* [Goal of the exercise]
Please carry on the post about refactoring C# code with delegates, picking up after its final sentence.

* [Quoted passage]
------------------------------------------------------------

Some months back I ended up writing some rather complicated C# code; it had to dynamically assemble the appropriate JavaScript code to handle the client-side navigation in the new interface to an older product. I'm not going into any specifics because frankly I don't remember them, but there came a point in my coding when I began to feel a profound sense of déja vu -- after a moment of introspection I realized the code I was writing differed from a block I hard written the previous day in all but the innermost three lines of an enormously complicated multi-method deeply-nested looping mess. My memory's hazy, but I think there was recursion involved, and there may have been snakes.

Anyway, I did what any lazy C# coder would do; I abstracted the outer logic into a single method that took a C# delegate as a parameter, and called it with two different delegates to handle the two different inner sections of this monstrosity. For the uninitiated, by the way, a C# delegate is an enormously complex and advanced computer science construct that most of the smarter folks in the field call a 'function'. Why they felt it was more efficient to add this new thing instead of just adding first-class functions -- and believe me that their approach is the hard way, because delegates by their design basically require you to think about things like closures and continuations very carefully -- continues to elude me, but if the only screwdriver available is a left-handed electric drill powered by a gerbil in a wheel I know where I'm going if I've got a screw. The main point of this paragraph is that I was conscious of the ugliness of my solution as I was writing it; it was just structurally inelegant. The fact that the C# 2.0 anonymous delegate support (mmm, syntactical sugar) negated the need to define independent functions didn't really help; it was ugly. It would've been much better to simply pass some code into the function directly, somehow.

------------------------------------------------------------

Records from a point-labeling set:
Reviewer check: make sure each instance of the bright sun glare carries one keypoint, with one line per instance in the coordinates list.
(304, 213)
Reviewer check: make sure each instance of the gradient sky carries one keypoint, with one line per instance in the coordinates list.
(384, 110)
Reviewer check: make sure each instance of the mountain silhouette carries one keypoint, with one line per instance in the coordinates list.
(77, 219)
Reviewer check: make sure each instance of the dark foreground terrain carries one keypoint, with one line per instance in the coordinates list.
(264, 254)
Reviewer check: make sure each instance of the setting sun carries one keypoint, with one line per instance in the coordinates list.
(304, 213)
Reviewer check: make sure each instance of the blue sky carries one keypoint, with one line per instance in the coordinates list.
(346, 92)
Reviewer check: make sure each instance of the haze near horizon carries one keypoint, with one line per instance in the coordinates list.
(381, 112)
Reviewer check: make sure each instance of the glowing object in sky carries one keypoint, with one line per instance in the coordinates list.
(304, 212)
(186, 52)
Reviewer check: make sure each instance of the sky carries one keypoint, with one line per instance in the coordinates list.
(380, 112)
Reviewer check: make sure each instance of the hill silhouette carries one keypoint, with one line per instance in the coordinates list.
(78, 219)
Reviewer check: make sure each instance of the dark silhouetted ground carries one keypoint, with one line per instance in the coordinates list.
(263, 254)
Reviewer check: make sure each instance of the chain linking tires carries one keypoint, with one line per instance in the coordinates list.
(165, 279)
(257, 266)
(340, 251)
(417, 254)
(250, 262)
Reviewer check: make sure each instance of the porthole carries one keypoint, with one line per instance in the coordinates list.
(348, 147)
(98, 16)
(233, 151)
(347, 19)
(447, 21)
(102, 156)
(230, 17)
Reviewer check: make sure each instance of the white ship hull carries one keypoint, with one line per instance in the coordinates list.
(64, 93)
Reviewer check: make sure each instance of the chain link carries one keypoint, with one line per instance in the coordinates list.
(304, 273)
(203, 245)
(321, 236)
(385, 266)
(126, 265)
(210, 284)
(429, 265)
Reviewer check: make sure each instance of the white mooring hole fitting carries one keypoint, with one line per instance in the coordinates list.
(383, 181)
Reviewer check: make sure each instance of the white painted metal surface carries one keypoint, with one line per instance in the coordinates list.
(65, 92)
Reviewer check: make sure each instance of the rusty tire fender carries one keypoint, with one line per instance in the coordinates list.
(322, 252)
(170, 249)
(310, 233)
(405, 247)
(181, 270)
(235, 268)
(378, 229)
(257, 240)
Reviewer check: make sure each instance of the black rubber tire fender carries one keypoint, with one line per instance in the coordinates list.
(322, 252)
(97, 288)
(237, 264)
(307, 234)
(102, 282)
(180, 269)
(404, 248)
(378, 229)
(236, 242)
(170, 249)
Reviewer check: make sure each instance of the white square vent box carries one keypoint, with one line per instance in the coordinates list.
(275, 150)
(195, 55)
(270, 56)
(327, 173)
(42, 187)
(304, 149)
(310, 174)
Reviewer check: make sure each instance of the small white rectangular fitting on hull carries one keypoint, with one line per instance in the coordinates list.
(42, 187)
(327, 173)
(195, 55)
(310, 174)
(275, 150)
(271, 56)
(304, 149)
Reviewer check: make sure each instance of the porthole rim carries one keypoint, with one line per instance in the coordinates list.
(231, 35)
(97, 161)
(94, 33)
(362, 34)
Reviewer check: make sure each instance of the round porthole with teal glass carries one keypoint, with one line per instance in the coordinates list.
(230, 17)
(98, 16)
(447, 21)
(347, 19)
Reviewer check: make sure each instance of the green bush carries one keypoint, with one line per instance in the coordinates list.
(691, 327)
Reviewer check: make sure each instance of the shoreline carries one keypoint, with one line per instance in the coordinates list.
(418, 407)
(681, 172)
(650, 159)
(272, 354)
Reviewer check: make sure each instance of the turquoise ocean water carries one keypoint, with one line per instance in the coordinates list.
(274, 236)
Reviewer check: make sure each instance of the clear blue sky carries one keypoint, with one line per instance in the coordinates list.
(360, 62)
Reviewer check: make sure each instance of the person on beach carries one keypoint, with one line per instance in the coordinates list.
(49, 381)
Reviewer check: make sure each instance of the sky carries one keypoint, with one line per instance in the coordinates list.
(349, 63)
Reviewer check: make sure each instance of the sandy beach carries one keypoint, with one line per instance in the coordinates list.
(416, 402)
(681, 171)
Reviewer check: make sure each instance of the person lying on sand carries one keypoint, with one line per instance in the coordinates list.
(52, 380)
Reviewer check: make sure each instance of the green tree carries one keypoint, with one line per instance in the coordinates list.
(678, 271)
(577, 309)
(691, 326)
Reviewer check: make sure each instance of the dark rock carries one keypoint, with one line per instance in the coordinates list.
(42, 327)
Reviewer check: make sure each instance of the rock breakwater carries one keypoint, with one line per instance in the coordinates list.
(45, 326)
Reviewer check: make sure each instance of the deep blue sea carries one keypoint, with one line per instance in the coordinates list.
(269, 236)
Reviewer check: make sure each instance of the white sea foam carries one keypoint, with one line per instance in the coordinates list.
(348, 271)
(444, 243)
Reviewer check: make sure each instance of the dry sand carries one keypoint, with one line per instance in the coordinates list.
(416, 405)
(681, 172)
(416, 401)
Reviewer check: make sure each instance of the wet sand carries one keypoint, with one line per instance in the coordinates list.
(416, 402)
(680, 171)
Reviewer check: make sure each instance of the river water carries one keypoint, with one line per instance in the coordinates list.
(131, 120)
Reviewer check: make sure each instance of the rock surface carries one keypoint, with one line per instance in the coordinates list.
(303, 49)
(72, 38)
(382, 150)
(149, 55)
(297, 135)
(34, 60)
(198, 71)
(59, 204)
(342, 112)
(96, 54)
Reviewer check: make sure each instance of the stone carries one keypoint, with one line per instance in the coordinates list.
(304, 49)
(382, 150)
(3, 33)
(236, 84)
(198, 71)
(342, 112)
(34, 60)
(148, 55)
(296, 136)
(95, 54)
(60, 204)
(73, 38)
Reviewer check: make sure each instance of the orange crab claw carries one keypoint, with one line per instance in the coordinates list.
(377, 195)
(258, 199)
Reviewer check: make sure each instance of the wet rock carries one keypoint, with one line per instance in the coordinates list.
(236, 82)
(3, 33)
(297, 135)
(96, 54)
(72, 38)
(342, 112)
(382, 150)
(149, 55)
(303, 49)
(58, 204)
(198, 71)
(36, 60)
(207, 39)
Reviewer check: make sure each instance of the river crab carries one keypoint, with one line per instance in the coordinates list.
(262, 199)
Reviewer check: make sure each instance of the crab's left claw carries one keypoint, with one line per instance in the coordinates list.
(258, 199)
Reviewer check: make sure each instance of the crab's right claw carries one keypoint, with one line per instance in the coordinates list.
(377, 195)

------------------------------------------------------------

* [Task result]
Today I had to revise a caching system; items can be fetched based on one of two criteria, and storing two copies in the cache was ugly. My solution was to cache them under a single identifier and maintain a map from the first type of identifier to the second. It's not a terribly complex thing, but the vagaries of the .NET caching system and some additional constraints imposed by the app made it relatively difficult to get exactly right. When I realized that I needed to apply this same methodology to several different kinds of things, I sighed deeply and got to work writing several delegate definitions and adding <generic> tags all over. In the end I had a system that could be used for any class fetchable by these two criteria (I didn't feel up to building it generic enough to multicache based on any two criteria). Two delegates, two wrapper methods, etc. Would've been much easier to just pass a block of code in, but you do what you can with what you have where you are, n'est-ce pas?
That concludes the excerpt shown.